_Work instructions_
Reproduce, word for word, the full news report below about Angel Food Bakery's closing.

_Given passage_
RAVENSWOOD — For the past 10 years, visitors to the corner of Montrose and Paulina avenues have been greeted by the comforting "Oven's On" placard hanging from the door of Angel Food Bakery.
On March 30, owner Stephanie Samuels will flip the switch to "off," shuttering a shop that, for her, has been as much about building community as selling cupcakes.
Samuels' announcement that Angel Food, 1636 W. Montrose Ave., would be closing at the end of the month — news she posted on Facebook on Wednesday — met with a chorus of "Nooooos" from the bakery's legion of fans.
Overwhelmed by the outpouring of support, Samuels, who sat for an interview Thursday with DNAinfo Chicago, kept a tissue close at hand as she talked about the difficult decision to end Angel Food's run.
"The straw was, I finally cashed in the last thing I've got," said Samuels, who's been funding the bakery's operations out of her now-depleted personal savings.
"I can't sustain myself," she said. "I've never been able to pay myself, and 10 years is a long time to do that."
In her interactions with customers, Samuels — whose infectious laugh and effervescent smile are as much personal trademarks as the ever-present bow in her bright red hair — never let on that Angel Food was struggling.
"I run downstairs and cry a lot and then I come back up," she said.
In retrospect, Samuels conceded that while she nailed the creative side of her enterprise — her retro baked goods were featured numerous times in national publications and on Food Network and Cooking Channel programs — her business acumen was lacking at times.
"When I started, I seriously didn't understand what payroll taxes meant," she said.
Navigating city and state taxes, permits (that adorable sidewalk cafe costs $600 annually), inspections and licenses never came naturally to Samuels. A string of almost comical bad luck didn't help either.
First, a gaping sinkhole opened up on Montrose. Then came the reconstruction of the Brown Line and with it the temporary closure of the nearby Montrose station. That was followed by a lengthy sewer main replacement project that blocked through traffic on the street.

_Exercise data_
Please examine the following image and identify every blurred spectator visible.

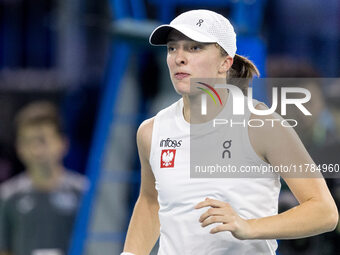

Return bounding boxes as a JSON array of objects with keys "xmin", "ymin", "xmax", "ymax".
[
  {"xmin": 267, "ymin": 56, "xmax": 340, "ymax": 255},
  {"xmin": 0, "ymin": 101, "xmax": 87, "ymax": 255},
  {"xmin": 266, "ymin": 0, "xmax": 340, "ymax": 77}
]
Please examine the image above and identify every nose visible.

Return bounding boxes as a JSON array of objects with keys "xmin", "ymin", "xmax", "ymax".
[{"xmin": 175, "ymin": 49, "xmax": 188, "ymax": 65}]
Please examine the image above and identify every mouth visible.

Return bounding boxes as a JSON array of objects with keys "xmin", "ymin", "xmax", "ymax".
[{"xmin": 175, "ymin": 72, "xmax": 190, "ymax": 80}]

_Answer below_
RAVENSWOOD — For the past 10 years, visitors to the corner of Montrose and Paulina avenues have been greeted by the comforting "Oven's On" placard hanging from the door of Angel Food Bakery.
On March 30, owner Stephanie Samuels will flip the switch to "off," shuttering a shop that, for her, has been as much about building community as selling cupcakes.
Samuels' announcement that Angel Food, 1636 W. Montrose Ave., would be closing at the end of the month — news she posted on Facebook on Wednesday — met with a chorus of "Nooooos" from the bakery's legion of fans.
Overwhelmed by the outpouring of support, Samuels, who sat for an interview Thursday with DNAinfo Chicago, kept a tissue close at hand as she talked about the difficult decision to end Angel Food's run.
"The straw was, I finally cashed in the last thing I've got," said Samuels, who's been funding the bakery's operations out of her now-depleted personal savings.
"I can't sustain myself," she said. "I've never been able to pay myself, and 10 years is a long time to do that."
In her interactions with customers, Samuels — whose infectious laugh and effervescent smile are as much personal trademarks as the ever-present bow in her bright red hair — never let on that Angel Food was struggling.
"I run downstairs and cry a lot and then I come back up," she said.
In retrospect, Samuels conceded that while she nailed the creative side of her enterprise — her retro baked goods were featured numerous times in national publications and on Food Network and Cooking Channel programs — her business acumen was lacking at times.
"When I started, I seriously didn't understand what payroll taxes meant," she said.
Navigating city and state taxes, permits (that adorable sidewalk cafe costs $600 annually), inspections and licenses never came naturally to Samuels. A string of almost comical bad luck didn't help either.
First, a gaping sinkhole opened up on Montrose. Then came the reconstruction of the Brown Line and with it the temporary closure of the nearby Montrose station. That was followed by a lengthy sewer main replacement project that blocked through traffic on the street.